However, the effects which can be achieved with all these food components are significantly below those which are achieved with therapeutic active compounds, and are thus far lower than desirable. Even if a diet enriched with fibers, in particular carob fibers, can make a contribution toward controlling the cholesterol level and the blood fat values, in many cases, in particular in the case of very high cholesterol levels (total cholesterol >300 mg/dl) it is insufficient for a lasting reduction. Likewise, a diet enriched with n-3 fatty acids, in particular with all-cis-9,12,15-octadecatrienoic acid (ALA), EPA and DHA, can make a valuable contribution to general reduction of cardiovascular risk and to improving general health, in many cases, in particular in the case of an increased cardiovascular risk (eg after a heart attack), this alone is not sufficient.
○ ○ ○ ○ ○ ○ ○
:: WHAT TO PRODUCE ::
Answer from the passage on diet and cholesterol:
(a) What total cholesterol level does it give for very high cholesterol?
(b) Which n-3 fatty acids does it name?
(c) What example of an increased cardiovascular risk does it give?

Lines taken from a collection
○ ○ ○ ○ ○ ○ ○
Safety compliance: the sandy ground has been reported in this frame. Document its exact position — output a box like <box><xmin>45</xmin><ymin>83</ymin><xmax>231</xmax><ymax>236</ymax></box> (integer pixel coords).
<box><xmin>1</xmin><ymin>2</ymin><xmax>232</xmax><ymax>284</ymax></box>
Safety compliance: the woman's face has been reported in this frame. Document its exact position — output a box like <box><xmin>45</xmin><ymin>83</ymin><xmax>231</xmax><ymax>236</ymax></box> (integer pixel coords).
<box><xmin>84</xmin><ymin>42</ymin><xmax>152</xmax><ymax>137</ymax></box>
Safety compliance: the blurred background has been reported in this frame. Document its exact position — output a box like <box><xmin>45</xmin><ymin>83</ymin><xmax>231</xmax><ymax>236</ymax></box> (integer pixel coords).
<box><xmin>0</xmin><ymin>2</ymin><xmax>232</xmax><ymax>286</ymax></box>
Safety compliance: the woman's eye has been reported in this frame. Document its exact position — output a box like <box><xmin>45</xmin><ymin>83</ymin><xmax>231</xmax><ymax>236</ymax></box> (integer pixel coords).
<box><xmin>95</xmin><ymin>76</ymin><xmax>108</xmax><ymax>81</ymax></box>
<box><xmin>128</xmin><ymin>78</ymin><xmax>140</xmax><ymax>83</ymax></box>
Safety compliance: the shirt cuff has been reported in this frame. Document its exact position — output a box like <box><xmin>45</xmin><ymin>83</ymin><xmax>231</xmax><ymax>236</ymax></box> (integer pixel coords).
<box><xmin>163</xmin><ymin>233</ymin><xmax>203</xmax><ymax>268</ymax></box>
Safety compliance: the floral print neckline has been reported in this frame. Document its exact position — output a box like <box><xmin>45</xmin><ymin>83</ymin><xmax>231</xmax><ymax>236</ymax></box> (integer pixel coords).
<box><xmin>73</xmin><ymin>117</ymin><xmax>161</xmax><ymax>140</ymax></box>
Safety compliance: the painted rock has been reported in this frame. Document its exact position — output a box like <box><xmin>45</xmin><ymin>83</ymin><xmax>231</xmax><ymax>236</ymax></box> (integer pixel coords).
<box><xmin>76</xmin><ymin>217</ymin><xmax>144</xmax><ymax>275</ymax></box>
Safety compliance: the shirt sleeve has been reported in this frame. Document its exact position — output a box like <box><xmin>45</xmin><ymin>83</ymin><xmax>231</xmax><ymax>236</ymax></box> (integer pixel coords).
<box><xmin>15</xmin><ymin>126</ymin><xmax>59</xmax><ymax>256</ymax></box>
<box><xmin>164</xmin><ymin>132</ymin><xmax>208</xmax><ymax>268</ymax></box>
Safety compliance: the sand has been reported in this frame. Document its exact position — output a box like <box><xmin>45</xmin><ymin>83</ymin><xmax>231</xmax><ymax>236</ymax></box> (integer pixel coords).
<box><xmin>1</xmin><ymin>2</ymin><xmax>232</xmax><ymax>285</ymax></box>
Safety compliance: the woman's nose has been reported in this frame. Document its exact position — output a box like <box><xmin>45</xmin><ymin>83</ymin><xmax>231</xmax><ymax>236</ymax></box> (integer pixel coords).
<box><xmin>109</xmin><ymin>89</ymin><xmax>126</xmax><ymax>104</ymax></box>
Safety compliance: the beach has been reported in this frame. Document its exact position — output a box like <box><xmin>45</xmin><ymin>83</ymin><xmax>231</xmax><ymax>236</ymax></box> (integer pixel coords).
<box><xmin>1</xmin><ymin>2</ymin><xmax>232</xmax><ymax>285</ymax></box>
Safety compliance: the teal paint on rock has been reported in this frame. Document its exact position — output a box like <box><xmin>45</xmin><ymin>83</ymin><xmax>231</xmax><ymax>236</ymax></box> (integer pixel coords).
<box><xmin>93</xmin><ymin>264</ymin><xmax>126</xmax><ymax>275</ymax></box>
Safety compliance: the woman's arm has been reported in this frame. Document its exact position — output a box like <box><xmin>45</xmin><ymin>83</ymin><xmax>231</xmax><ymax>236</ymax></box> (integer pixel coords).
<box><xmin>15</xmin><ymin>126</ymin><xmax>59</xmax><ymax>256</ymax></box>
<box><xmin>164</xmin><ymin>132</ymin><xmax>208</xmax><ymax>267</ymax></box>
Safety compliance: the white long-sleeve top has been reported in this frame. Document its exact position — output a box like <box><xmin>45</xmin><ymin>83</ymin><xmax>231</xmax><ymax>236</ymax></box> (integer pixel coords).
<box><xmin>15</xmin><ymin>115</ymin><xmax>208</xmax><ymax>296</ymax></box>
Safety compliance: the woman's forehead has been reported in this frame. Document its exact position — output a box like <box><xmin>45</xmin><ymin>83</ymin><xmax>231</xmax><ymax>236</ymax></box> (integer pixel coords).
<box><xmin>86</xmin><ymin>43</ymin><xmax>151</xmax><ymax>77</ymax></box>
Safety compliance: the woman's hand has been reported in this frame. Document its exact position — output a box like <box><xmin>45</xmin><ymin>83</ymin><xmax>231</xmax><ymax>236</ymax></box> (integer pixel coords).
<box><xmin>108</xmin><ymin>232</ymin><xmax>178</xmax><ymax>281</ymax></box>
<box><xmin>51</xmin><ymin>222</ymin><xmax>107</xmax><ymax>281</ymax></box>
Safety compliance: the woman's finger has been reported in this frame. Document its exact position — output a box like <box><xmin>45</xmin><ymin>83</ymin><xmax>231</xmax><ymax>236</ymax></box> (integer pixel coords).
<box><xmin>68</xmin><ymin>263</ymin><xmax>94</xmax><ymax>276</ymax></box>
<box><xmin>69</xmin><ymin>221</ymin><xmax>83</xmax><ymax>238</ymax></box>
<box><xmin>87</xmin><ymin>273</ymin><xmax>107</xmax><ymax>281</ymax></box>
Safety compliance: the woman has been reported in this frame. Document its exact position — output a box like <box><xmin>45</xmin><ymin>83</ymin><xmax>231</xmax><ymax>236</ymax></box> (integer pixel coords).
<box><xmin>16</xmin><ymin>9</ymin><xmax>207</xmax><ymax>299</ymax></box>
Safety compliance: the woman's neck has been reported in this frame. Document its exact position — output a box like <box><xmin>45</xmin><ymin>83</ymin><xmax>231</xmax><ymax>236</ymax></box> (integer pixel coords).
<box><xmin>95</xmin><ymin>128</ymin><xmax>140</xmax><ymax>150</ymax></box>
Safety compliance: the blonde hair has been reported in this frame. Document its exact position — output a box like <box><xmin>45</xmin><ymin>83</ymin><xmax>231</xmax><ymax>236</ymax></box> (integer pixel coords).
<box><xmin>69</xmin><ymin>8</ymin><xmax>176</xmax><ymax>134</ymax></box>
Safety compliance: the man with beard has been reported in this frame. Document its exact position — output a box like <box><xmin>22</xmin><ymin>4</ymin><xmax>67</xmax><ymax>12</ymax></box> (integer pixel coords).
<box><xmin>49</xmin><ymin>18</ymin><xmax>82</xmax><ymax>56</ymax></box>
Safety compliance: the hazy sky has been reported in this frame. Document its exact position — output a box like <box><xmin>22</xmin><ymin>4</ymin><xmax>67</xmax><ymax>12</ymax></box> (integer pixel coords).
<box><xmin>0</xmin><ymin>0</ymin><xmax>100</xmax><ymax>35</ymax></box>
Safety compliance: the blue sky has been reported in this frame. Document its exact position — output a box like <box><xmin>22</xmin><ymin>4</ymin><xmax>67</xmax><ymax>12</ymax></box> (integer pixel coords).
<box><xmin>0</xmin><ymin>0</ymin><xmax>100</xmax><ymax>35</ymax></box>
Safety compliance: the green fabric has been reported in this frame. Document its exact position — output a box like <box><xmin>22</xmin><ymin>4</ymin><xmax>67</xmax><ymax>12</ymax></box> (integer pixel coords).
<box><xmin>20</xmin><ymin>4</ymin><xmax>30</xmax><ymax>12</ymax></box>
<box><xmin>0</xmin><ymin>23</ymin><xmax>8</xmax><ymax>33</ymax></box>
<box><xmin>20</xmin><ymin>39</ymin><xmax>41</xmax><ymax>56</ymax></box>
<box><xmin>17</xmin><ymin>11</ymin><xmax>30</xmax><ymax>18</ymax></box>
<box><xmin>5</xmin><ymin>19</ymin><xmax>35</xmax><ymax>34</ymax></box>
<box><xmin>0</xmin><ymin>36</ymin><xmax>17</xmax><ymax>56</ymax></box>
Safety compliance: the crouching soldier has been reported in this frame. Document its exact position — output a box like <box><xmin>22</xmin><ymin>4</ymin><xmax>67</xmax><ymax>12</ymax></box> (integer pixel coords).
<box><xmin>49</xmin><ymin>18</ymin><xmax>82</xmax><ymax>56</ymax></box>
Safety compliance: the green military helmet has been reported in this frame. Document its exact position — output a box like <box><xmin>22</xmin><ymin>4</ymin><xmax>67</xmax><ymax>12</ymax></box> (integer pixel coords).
○ ○ ○ ○ ○ ○ ○
:: WRITTEN SOLUTION ::
(a) Above 300 mg/dl
(b) All-cis-9,12,15-octadecatrienoic acid (ALA), EPA and DHA
(c) After a heart attack